======== Data for the task ========

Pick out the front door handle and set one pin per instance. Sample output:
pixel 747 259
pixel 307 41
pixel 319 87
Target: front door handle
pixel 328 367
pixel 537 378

========

*Exercise requirements*.
Count the lines of the material above that contain the string "front", treating uppercase and lowercase as different. Reply with the number only.

*Response to this task*.
2